### [Задача 1]
С какой пометкой остались лежать на письменном столе Сапгира стихи, приведенные во фрагменте страницы о нем?

На что его потратит —
не скажет —
никому не угадать
Не знаю
что и чувствовать —
себе ли
ему сочувствовать

Там — пустота
но пустота и здесь
и пустота
пришла проститься
с пустотой
скорбит о пустоте:
О! пустота!
Сегодня же
все это будет пеплом —
горохом в урне
Прочь ухожу —
и прихватил тебя
прихрамываю
Поэты видят:
пустота хромает
но что уносит пустоту
подмышкой...
Кремировали
как премировали
(играет труба)

Эти стихи с пометкой “Для “Ариона”” остались лежать на письменном столе Сапгира...

КОМНАТА-ТЕКСТ

(к портрету Генриха Сапгира)

Уход из жизни Генриха Сапгира, может быть, заставит нас, его современников, несколько иначе взглянуть на то, что сделал он для русской поэзии. Только теперь становится очевидным масштаб его дарования, а главное, его лидирующая роль в становлении новых принципов отношения к слову. Здесь я хочу наметить лишь один аспект его поэтической работы, остановить внимание только на одном направлении его поисков — на соотношении слова и изображения.

[Записи с координатной разметкой]
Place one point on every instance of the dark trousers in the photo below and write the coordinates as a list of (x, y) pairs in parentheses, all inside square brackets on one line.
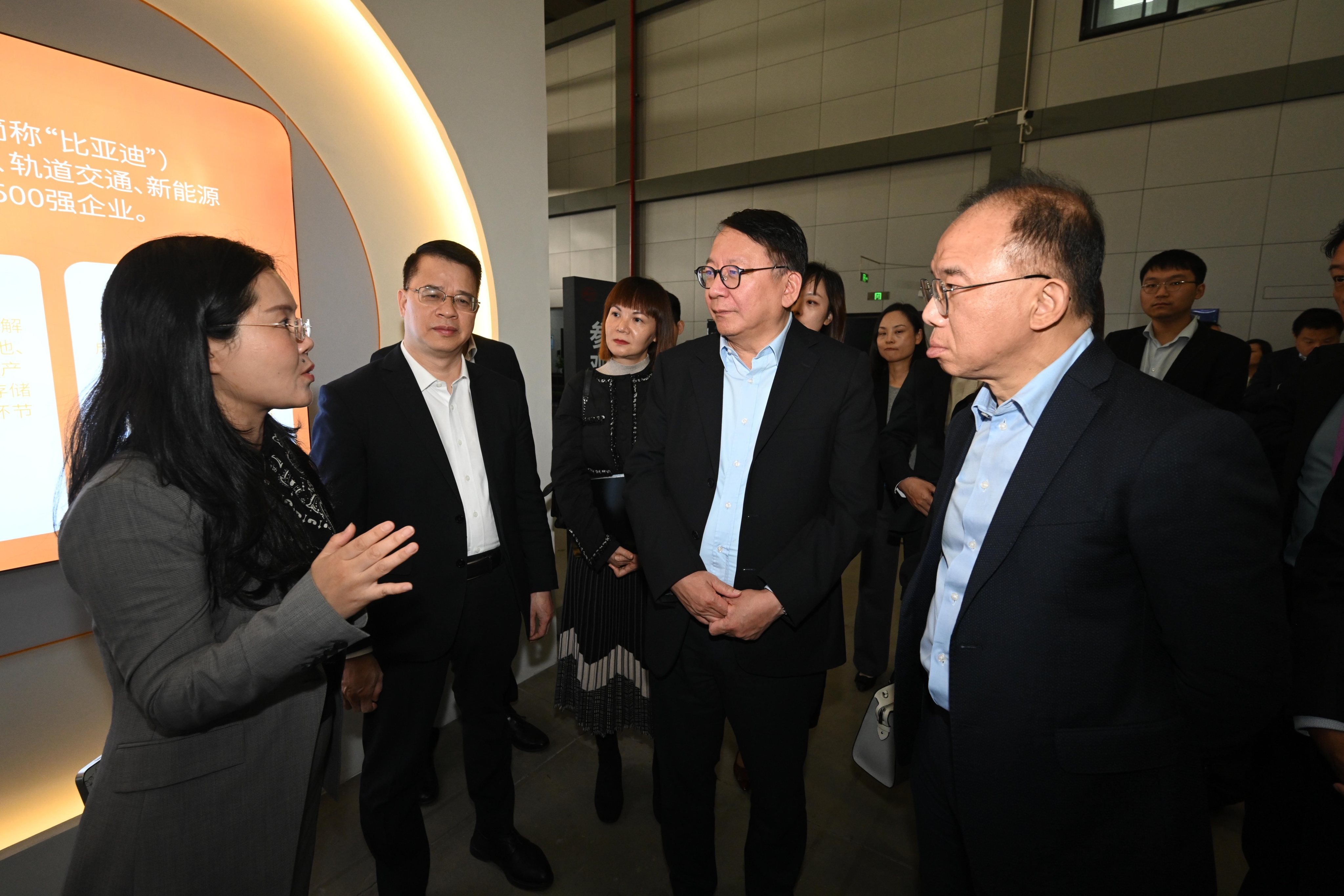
[(944, 868), (308, 828), (1293, 835), (397, 736), (771, 719), (878, 573)]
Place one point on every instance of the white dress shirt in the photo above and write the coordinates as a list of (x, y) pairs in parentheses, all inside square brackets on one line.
[(455, 418), (1000, 438), (1158, 358)]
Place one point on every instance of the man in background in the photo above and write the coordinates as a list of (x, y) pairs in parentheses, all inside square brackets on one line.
[(678, 324), (526, 736), (428, 437), (742, 553), (1174, 346), (1293, 806), (1312, 328), (1062, 672)]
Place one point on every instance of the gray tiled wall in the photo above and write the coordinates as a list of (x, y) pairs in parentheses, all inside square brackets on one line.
[(1224, 42), (1253, 193), (722, 81), (581, 113), (729, 81)]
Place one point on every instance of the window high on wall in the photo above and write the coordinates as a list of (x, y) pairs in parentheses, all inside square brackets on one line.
[(1108, 17)]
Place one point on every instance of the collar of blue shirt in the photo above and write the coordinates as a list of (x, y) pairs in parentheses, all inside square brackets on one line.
[(1186, 334), (769, 355), (1031, 399)]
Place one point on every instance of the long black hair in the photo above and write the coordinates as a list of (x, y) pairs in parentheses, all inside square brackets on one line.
[(881, 375), (155, 395)]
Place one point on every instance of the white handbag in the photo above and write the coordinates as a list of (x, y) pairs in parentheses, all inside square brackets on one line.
[(875, 749)]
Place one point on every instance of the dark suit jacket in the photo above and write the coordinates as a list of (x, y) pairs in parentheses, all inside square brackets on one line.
[(1318, 613), (916, 424), (491, 354), (1124, 620), (1290, 424), (811, 499), (1213, 366), (1276, 370), (381, 457)]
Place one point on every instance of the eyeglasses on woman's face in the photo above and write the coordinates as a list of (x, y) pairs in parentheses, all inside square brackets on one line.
[(300, 328), (435, 297)]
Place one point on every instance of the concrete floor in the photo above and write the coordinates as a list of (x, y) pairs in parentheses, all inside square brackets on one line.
[(861, 840)]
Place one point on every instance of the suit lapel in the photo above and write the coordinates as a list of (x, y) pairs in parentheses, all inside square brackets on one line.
[(1184, 370), (1059, 428), (405, 390), (708, 382), (487, 405), (796, 363), (960, 435)]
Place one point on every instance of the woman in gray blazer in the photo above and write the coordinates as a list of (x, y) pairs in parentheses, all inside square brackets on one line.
[(201, 539)]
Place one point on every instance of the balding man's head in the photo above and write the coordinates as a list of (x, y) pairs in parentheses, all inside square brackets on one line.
[(1016, 281), (1056, 227)]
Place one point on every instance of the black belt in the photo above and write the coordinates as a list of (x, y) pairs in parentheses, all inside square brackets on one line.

### [Задача 2]
Подставьте «positions» вместо «coordinates» в списке, начиная с его первой строки и заканчивая строкой с «[(875, 749)]». Приведите только эти строки без изображений, больше ничего не меняя.

### [Правильный ответ 1]
С пометкой «Для “Ариона”».

### [Правильный ответ 2]
Place one point on every instance of the dark trousers in the photo below and write the positions as a list of (x, y) pairs in parentheses, all inside square brackets on one line.
[(944, 868), (308, 828), (1293, 835), (397, 736), (771, 719), (878, 573)]
Place one point on every instance of the white dress shirt in the photo above and write the positions as a list of (x, y) pairs in parentheses, all inside square brackets on one line.
[(455, 418), (1000, 438), (1158, 358)]
Place one point on every instance of the man in background in the photo above and write the positions as a list of (x, y) pairs in parentheses, all inside square brackets on one line.
[(678, 324), (526, 736), (428, 437), (742, 553), (1174, 346), (1293, 806), (1312, 328), (1062, 672)]
Place one point on every instance of the gray tiled wall in the photo above and write the positions as a list of (x, y) pairs in parentheses, all inside square brackets on one line.
[(1224, 42), (1253, 193), (722, 81), (581, 113), (729, 81)]
Place one point on every instance of the window high on wall in the photo above and write the positions as a list of (x, y) pairs in parentheses, all inside square brackets on one line.
[(1108, 17)]
Place one point on every instance of the collar of blue shirt in the photo above and write the positions as a list of (x, y) pairs in parentheses, all inside square brackets on one line.
[(1186, 334), (769, 355), (1031, 399)]
Place one point on every instance of the long black hair in the photo above and write the positions as a list of (x, y) pairs in parentheses, all inside square brackets on one line.
[(881, 375), (155, 395)]
Place one point on every instance of the white handbag in the photo above and write the positions as a list of (x, y) pairs in parentheses, all inside square brackets on one line.
[(875, 749)]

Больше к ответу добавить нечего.